▶ [EXERCISE]:
Check each line of the listing, and copy it if it contains the word "roof".

▶ [PROVIDED RECORDS]:
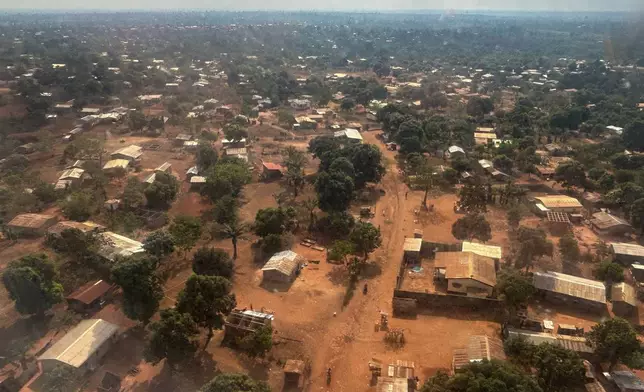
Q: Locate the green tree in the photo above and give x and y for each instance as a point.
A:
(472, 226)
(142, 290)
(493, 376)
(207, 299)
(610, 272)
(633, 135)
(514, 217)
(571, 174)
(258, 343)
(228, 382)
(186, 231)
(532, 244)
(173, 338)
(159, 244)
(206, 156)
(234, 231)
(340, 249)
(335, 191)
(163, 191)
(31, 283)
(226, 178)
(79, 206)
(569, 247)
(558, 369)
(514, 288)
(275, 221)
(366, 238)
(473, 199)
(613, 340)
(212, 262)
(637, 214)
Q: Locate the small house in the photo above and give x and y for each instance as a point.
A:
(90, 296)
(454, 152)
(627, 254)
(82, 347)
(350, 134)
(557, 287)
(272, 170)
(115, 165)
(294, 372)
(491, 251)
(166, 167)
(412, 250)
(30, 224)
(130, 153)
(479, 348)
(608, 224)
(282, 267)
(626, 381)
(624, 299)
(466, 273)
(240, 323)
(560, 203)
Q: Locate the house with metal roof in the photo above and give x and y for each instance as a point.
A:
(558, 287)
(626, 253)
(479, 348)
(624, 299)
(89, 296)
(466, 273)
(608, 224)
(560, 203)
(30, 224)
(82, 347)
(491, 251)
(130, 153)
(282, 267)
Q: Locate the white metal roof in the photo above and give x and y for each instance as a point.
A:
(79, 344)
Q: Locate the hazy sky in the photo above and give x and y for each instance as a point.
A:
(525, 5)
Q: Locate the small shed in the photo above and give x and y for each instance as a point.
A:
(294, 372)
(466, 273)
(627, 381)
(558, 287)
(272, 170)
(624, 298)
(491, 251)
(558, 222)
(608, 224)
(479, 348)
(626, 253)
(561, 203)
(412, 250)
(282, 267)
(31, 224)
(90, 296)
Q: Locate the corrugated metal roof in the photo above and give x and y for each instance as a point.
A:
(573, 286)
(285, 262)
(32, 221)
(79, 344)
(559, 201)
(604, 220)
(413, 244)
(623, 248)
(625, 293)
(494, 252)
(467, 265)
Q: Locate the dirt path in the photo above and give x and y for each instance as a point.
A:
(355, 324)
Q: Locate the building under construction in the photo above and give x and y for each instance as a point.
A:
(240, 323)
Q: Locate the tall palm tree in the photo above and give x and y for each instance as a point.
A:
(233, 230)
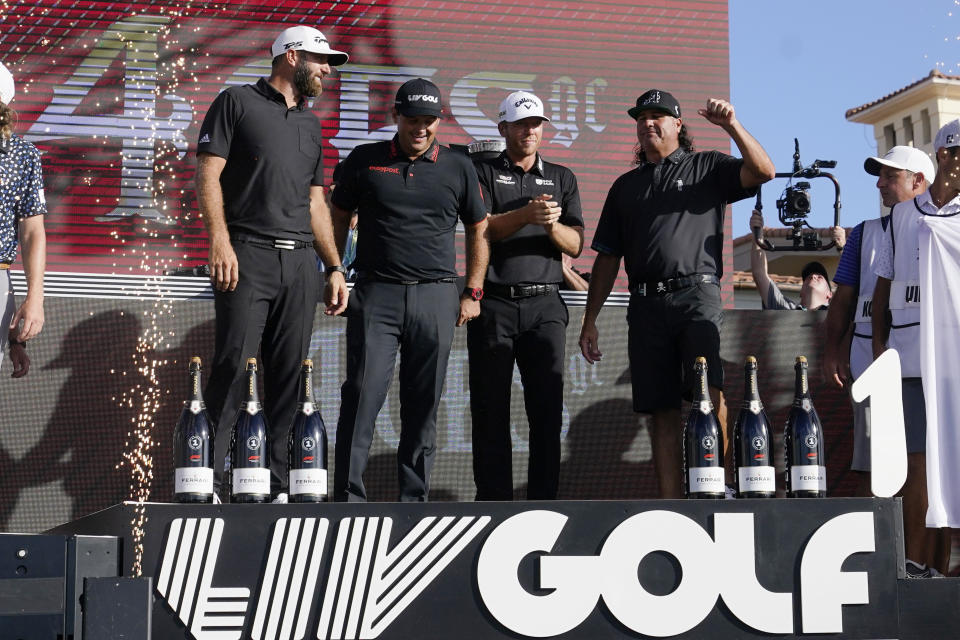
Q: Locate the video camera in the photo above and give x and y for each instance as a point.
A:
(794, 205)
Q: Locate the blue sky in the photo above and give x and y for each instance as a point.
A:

▶ [EXPECTED ANSWER]:
Q: Locate the house with metal roof in the photo above and give x and y for each instance as a point.
Q: Locate the white metal roof in the photo above and give x and y for each instance as a point.
Q: Locate the corrugated metal roof in the photo above and give x and y for each instance as a point.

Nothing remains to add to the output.